Present each line of the material below as a numbered list, omitting blank lines and leaving out the pictures.

- Data for processing

━━━━━━━━━━━━━━━━━━━━

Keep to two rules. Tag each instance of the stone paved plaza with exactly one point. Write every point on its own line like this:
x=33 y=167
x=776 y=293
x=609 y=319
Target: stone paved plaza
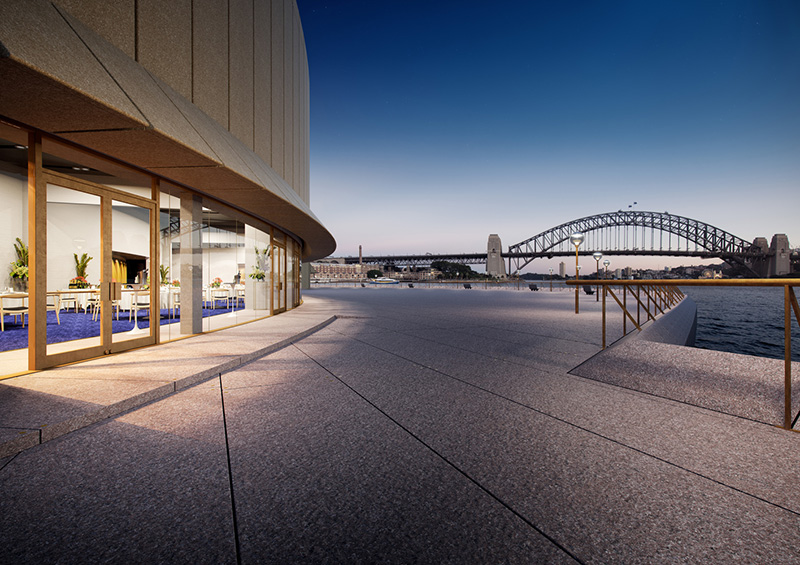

━━━━━━━━━━━━━━━━━━━━

- Response to this exercise
1. Keep to two rules. Tag each instance of the stone paved plaza with exactly one point. Write every point on its own line like this:
2. x=33 y=167
3. x=776 y=293
4. x=609 y=319
5. Target: stone paved plaza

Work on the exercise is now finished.